# On Our Way To Sequoia Nat'l Park



## Tonopah (Nov 17, 2007)

Tomorrow morning we are leaving for Sequoia Nat'l Park for the weekend. Bringing my wife and two (grown) kids and plan to do some trout fishing. This will also really give us a chance to try our trailer out using the systems with no shore power. I'll fill freshwater up there as I sure don't want to drag it with me. Hopefully, the Tundra will pull the trailer okay in the mountains. We'll soon find out.


----------



## Morgueman (Dec 3, 2006)

Have fun Buddy...If my 1/2 ton Yukon XL can do it, it'll be a cake walk for your Tundra!


----------



## Tonopah (Nov 17, 2007)

Morgueman,
Nice to hear from you. We are really enjoying the 25RSS. I note that the 25RSS seems to have been retired from the Outback line for 2008 and am sort of surprised. I think it is a fine floorplan. 
Let's see, I have checked all tire pressures on the TT and the TV and added as needed, refer on, food cold, freshwater empty, gas can in bed of truck full, camera ready, etc etc -- I think we are ready to go!


----------



## raynardo (Jun 8, 2007)

I love Sequoia NP, it's my favorite! I camped there 17 times, but never with a TT, it was either a Ford Courier (remember those?) with a SixPac cabover camper or tents, and once along with a good friend of ours with his class A motorhome.

But when I think about to staying there now with my OB, it appears I can't stay at my favorite campground, Lodgepole, because my 26RKS and F-250 are too big for all the sites.

Are you staying in the park? If so, where? If not, where?

I'd love to go back but I'd love to hear your experiences with your OB. Please post!

[Exercises]
[A] In the Sequoia trip thread, reproduce the passage between "Tomorrow morning we" and "(Dec 3, 2006)", inclusive, substituting "bass" for "trout".
[B] According to the Sequoia trip thread, which campground is raynardo's favorite in the park?
[C] Write the next part of the Sequoia trip thread, starting after its final post.

[Provided data]
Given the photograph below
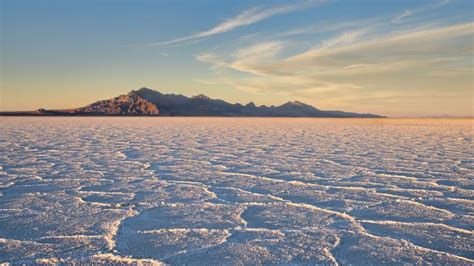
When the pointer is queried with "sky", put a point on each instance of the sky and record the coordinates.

[The replies]
[A]
Tomorrow morning we are leaving for Sequoia Nat'l Park for the weekend. Bringing my wife and two (grown) kids and plan to do some bass fishing. This will also really give us a chance to try our trailer out using the systems with no shore power. I'll fill freshwater up there as I sure don't want to drag it with me. Hopefully, the Tundra will pull the trailer okay in the mountains. We'll soon find out.


----------



## Morgueman (Dec 3, 2006)

[B] Lodgepole

[C]
----------



## Nathan (Jan 2, 2007)

2 years ago we camped in Azalea or Sunset with a large SOB. Those sites were plenty big for any OB made. Some of the roads were a bit tight though....


----------



## goneflyfishin (Jan 12, 2007)

We're extremely jealous!









But hope you all catch lots of FISH!!
Have a great trip & tell us all about it when you return


----------



## OregonCampin (Mar 9, 2007)

I love that area - one year I did a two week backpacking trip from Kings Canyon up to Lassen, hitting Sequoia and Yosemite along the way. (we would drive into an area and backpack around the area for a couple days and then drive back out) Was one of the best trips I have ever done.


----------



## Tonopah (Nov 17, 2007)

Just returned. We were in the Cedar Grove area and stayed at Sheep Creek campground. We arrived at about 1:00 PM on Friday and there weren't many people there. We actually found a pull through spot right next to Kings River. We drove on Sat morning to Road's End and hiked to Mist Falls (about 10 miles round trip). Stopped to fish a couple a times along the way. My step son pulled in a 17 inch trout (biggest I've ever seen). My son pulled in three that were in the 6 to 8 inch range. Catch and release. Had a great time (although I caught nothing). Weather was 75 during the day and low 40's at night. Hiked to Roaring Falls and Muir Rock too. Scenery was totally beautiful and water was high in the river. Wish we could have stayed longer.


----------



## skippershe (May 22, 2006)

Sounds like you had the perfect trip!
Site on the river, caught fish, great weather...doesn't get any better than that!









How did the Tundra perform??


----------



## Oregon_Camper (Sep 13, 2004)

Tonopah said:


> .....My step son pulled in a 17 inch trout (biggest I've ever seen). My son pulled in three that were in the 6 to 8 inch range. Catch and release. Had a great time (although I caught nothing).


Some of my best fishing trips are when my sons are catching all the fish and I'm just sitting there watching them have a great time.


----------



## raynardo (Jun 8, 2007)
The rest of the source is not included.